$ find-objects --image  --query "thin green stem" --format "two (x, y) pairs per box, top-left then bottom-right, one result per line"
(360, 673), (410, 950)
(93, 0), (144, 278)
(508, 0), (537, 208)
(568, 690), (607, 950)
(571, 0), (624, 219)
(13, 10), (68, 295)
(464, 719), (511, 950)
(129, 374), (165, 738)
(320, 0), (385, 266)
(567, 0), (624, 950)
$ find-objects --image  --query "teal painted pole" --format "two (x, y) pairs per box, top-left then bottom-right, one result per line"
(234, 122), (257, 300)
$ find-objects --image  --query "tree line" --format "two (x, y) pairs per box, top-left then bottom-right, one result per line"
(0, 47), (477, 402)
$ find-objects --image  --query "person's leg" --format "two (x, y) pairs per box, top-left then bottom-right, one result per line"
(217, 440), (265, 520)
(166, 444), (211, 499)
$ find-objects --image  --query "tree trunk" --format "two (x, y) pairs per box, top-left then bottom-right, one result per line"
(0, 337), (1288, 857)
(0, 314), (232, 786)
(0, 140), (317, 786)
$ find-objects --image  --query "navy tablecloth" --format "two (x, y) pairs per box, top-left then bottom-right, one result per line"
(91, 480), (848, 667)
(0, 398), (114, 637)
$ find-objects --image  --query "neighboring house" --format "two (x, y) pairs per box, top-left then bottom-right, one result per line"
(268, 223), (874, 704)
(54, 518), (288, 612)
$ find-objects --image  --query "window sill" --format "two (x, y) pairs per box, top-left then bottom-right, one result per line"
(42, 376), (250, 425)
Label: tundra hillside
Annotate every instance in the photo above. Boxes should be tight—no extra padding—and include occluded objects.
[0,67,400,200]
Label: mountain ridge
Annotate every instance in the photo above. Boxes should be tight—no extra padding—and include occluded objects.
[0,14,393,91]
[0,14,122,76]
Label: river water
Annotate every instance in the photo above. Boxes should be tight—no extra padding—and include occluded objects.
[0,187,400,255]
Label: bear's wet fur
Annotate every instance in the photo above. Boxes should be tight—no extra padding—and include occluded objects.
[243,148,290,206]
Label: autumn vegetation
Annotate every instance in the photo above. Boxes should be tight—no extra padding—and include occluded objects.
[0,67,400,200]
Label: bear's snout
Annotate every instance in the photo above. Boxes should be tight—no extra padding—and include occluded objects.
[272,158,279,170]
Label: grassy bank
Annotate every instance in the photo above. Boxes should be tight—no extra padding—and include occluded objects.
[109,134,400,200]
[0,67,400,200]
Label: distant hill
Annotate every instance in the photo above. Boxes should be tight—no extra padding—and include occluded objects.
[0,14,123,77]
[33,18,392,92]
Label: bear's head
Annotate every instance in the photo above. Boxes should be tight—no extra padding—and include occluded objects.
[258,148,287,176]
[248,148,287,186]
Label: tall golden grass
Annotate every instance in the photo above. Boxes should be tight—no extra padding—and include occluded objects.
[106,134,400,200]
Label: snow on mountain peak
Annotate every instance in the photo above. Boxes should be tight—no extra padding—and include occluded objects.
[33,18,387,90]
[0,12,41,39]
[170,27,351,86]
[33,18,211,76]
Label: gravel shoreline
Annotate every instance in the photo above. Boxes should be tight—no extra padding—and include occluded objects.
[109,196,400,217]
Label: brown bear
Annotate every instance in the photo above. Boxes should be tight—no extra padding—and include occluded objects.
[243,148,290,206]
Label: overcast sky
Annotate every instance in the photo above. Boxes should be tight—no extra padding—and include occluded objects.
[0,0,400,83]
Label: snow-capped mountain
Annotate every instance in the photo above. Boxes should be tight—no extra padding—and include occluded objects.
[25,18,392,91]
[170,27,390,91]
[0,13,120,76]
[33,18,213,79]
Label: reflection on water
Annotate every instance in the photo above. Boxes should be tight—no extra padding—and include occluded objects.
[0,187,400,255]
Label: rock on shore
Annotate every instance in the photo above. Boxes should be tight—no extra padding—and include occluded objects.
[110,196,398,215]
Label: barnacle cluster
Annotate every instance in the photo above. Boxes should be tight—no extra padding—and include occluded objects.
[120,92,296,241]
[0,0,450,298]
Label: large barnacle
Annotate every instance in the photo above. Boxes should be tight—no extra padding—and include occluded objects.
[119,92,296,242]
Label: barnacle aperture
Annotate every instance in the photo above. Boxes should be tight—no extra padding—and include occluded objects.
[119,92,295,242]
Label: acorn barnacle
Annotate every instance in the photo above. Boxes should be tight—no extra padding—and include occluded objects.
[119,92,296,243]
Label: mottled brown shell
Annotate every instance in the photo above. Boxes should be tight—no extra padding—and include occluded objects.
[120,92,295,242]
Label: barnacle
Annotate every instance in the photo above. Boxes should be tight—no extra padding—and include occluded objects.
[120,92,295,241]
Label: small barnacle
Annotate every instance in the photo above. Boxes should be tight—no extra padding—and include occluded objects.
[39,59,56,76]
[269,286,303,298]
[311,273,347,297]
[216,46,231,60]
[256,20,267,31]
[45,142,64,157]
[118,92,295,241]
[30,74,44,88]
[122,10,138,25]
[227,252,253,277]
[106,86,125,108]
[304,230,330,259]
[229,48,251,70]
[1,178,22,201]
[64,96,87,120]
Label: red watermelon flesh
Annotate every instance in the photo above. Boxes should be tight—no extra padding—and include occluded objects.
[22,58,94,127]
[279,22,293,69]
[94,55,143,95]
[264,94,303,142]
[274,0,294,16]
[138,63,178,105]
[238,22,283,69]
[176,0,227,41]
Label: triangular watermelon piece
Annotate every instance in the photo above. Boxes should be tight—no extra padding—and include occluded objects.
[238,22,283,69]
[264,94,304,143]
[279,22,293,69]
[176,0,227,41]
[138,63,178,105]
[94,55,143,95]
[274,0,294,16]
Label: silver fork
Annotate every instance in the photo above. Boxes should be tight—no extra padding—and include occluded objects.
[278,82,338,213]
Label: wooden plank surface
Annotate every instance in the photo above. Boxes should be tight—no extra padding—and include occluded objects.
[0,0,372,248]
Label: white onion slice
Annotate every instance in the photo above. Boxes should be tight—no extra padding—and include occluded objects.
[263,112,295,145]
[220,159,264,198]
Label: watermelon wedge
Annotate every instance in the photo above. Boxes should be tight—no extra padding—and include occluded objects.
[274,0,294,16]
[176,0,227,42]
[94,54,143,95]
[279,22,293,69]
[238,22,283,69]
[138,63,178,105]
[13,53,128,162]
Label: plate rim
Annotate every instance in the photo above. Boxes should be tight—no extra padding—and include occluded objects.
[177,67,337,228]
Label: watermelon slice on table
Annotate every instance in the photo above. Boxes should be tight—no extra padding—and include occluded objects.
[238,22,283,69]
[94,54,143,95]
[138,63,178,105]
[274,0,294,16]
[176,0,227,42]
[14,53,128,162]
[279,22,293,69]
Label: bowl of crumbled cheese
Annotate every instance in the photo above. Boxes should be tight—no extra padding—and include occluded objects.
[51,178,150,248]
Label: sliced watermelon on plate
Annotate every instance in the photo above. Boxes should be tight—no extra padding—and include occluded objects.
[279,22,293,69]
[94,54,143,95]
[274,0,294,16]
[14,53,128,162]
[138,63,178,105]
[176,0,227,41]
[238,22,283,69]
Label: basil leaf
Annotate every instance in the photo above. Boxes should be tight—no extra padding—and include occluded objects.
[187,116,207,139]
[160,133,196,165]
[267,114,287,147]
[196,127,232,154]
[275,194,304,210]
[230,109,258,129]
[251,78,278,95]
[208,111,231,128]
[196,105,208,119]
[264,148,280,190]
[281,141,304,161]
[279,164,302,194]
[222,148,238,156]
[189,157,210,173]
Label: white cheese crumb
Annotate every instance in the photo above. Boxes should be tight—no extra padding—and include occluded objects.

——

* Instructions for the task
Print all of the data above again, line for line, with nothing changed.

* Reply to the task
$ find-objects --image  --query "thin green stem" --format "two (x, y) pairs per box, top-left then bottom-right, one result per line"
(360, 673), (410, 950)
(93, 0), (144, 278)
(508, 0), (537, 208)
(568, 690), (607, 950)
(571, 0), (624, 219)
(13, 10), (68, 295)
(464, 719), (511, 950)
(129, 374), (165, 738)
(320, 0), (385, 266)
(567, 0), (624, 950)
$ find-objects --image  --query "teal painted pole" --format "two (x, y) pairs per box, top-left then bottom-right, one result per line"
(234, 122), (257, 300)
$ find-objects --image  --query "tree line" --format "two (x, y) pairs per box, top-left then bottom-right, one result per line"
(0, 47), (477, 402)
$ find-objects --image  --query "person's leg" --format "two (x, y) pairs per box, top-left then bottom-right, one result per line"
(217, 440), (265, 520)
(166, 444), (211, 499)
$ find-objects --image  --query "tree trunk" --format "two (x, y) pairs per box, top-left then bottom-right, one result per line"
(0, 337), (1288, 857)
(0, 314), (232, 786)
(0, 140), (317, 786)
$ find-objects --image  --query "navy tablecloth" --format "two (x, y) pairs per box, top-left then bottom-right, one result per line"
(91, 480), (848, 667)
(0, 398), (114, 637)
$ find-objects --image  --query "neighboring house" --format "two (x, y) pairs per box, top-left then bottom-right, one result per line"
(268, 223), (874, 704)
(54, 518), (288, 612)
$ find-objects --image  --query "window sill" --format "two (x, y) pairs per box, top-left then bottom-right, one result per line"
(42, 376), (250, 425)
Label: tundra hillside
Annotate every instance in the photo above. Boxes should be tight—no extra padding—and include occluded objects.
[0,67,400,200]
Label: mountain ridge
Annotate every instance in the photo above. Boxes should be tight—no extra padding—and include occluded objects.
[0,14,393,91]
[0,14,122,76]
Label: river water
Annotate every instance in the photo above. Boxes should be tight—no extra padding—and include occluded objects.
[0,187,400,255]
Label: bear's wet fur
Annotate every instance in the photo above. Boxes should be tight—no extra padding—and include occluded objects.
[243,148,290,206]
Label: autumn vegetation
Annotate every instance in the photo above. Boxes should be tight—no extra padding—and include occluded objects.
[0,67,400,200]
Label: bear's snout
Annotate every instance in the photo above. Boxes should be tight—no extra padding—and include occluded objects.
[272,158,279,170]
Label: grassy bank
Annotate every instance in the photo above. Boxes should be tight—no extra padding—and include occluded objects.
[109,134,400,200]
[0,67,400,200]
Label: distant hill
Annotate every instance in the photo above. Boxes should be tight—no extra padding—and include occluded objects.
[0,14,123,77]
[33,18,392,92]
Label: bear's head
Annotate every instance in the photo above. Boxes should be tight—no extra padding—and include occluded objects.
[258,148,287,176]
[248,148,287,186]
Label: tall golden grass
Annotate every instance in the photo above. Boxes should be tight—no extra padding—and include occluded objects.
[106,134,400,200]
Label: snow on mountain peak
Annotate every instance in the photo above. Boxes should be tight—no extra padding—and include occluded objects.
[33,18,387,90]
[0,12,41,39]
[170,27,351,86]
[33,18,211,76]
Label: gravel shoreline
Annotate every instance in the photo above. Boxes should be tight—no extra padding—and include occluded objects.
[109,196,400,217]
Label: brown bear
Annotate every instance in the photo above. Boxes should be tight—no extra padding—and include occluded objects.
[243,148,290,206]
Label: overcast sky
Annotate every instance in the photo above. Boxes should be tight—no extra padding—and include occluded objects.
[0,0,400,83]
Label: snow-capped mountain
Annotate every instance in the photo above. Boxes should be tight—no extra padding—and include occluded objects.
[25,18,392,91]
[170,27,390,91]
[0,13,120,76]
[33,18,213,79]
Label: reflection on water
Annotate every instance in the photo above. Boxes should be tight—no extra padding—and include occluded objects.
[0,187,400,255]
Label: rock on shore
Annotate every instance in the photo above. Boxes should be tight—no extra padding—and include occluded objects.
[110,196,398,215]
Label: barnacle cluster
Annotate every instance in the photo above. Boxes should be tight—no extra padding—and include occluded objects.
[120,92,296,241]
[0,0,450,298]
Label: large barnacle
Annotate every instance in the photo above. Boxes should be tight—no extra padding—and include occluded objects.
[119,92,296,242]
Label: barnacle aperture
Annotate every instance in the photo above. Boxes should be tight—no extra padding—and include occluded objects.
[119,92,295,242]
Label: acorn barnacle
Annotate every instance in the photo above. Boxes should be tight—no extra padding—and include occluded objects.
[119,92,296,243]
Label: mottled brown shell
Annotate every instance in the photo above. Boxes should be tight—no extra padding—and include occluded objects.
[120,92,295,242]
Label: barnacle
Annotate every instance in the photo above. Boxes should be tight—no extra padding—and include occluded objects.
[120,92,295,241]
Label: small barnacle
Annotate every instance in the photo above. Boxes should be tight—no extra padding—and include occluded objects.
[39,59,56,76]
[269,286,303,298]
[311,273,347,297]
[216,46,231,60]
[256,20,267,31]
[45,142,64,157]
[118,92,295,241]
[30,74,44,88]
[122,10,138,25]
[227,252,253,277]
[106,86,125,108]
[304,230,330,259]
[229,48,251,70]
[1,178,22,201]
[64,96,87,120]
Label: red watermelon flesh
Annotate every instance in the photo above. Boxes should be tight—no extra padding—and include occluded objects.
[22,58,94,127]
[279,22,293,69]
[94,55,143,95]
[264,94,303,142]
[274,0,294,16]
[138,63,178,105]
[238,22,283,69]
[176,0,227,41]
Label: triangular watermelon piece
Annotate every instance in the photo above. Boxes should be tight—no extra padding—and include occluded objects.
[238,22,283,69]
[264,94,304,143]
[279,22,293,69]
[176,0,227,41]
[138,63,178,105]
[94,55,143,95]
[274,0,294,16]
Label: silver fork
Annotate every instance in the photo above. Boxes should be tight—no extra padding—and include occluded objects.
[278,82,338,213]
Label: wooden plank surface
Annotate every instance in the photo above. Boxes should be tight—no extra padding—and include occluded objects.
[0,0,372,248]
Label: white onion slice
Annotate every instance in the photo above. Boxes should be tight—no extra padding—and include occluded objects.
[263,112,295,145]
[220,159,264,198]
Label: watermelon wedge
Annotate every instance in the photo above. Boxes should be tight—no extra padding—and include occluded objects.
[274,0,294,16]
[176,0,227,42]
[94,54,143,95]
[279,22,293,69]
[238,22,283,69]
[138,63,178,105]
[13,53,128,162]
Label: plate rim
Annotate every instance in the photo above. Boxes should be tight—no extra padding—and include occluded objects.
[177,67,337,228]
Label: watermelon slice on table
Annotate every instance in the photo above. Boxes should be tight—no extra padding—and include occluded objects.
[238,22,283,69]
[94,54,143,95]
[138,63,178,105]
[274,0,294,16]
[176,0,227,42]
[14,53,128,162]
[279,22,293,69]
Label: bowl of crumbled cheese
Annotate every instance in the photo above. Boxes should be tight—no extra padding—and include occluded objects.
[51,178,150,248]
Label: sliced watermelon on plate
Annotate every instance in the photo above. Boxes should be tight—no extra padding—and include occluded objects.
[279,22,293,69]
[94,54,143,95]
[274,0,294,16]
[14,53,128,162]
[138,63,178,105]
[176,0,227,41]
[238,22,283,69]
Label: basil leaf
Annotate every instance in the photo above. Boxes should be tight—no extra padding—and include occluded objects.
[187,116,207,139]
[160,133,196,165]
[267,114,287,147]
[196,127,232,154]
[275,194,304,210]
[230,109,258,129]
[251,78,278,95]
[208,111,231,128]
[196,105,208,119]
[264,148,280,190]
[281,141,304,161]
[279,164,302,194]
[222,148,238,156]
[189,157,210,173]
Label: white cheese crumb
Annotate every instance in the photo above. Boxes should be tight—no extra padding—and include occluded objects.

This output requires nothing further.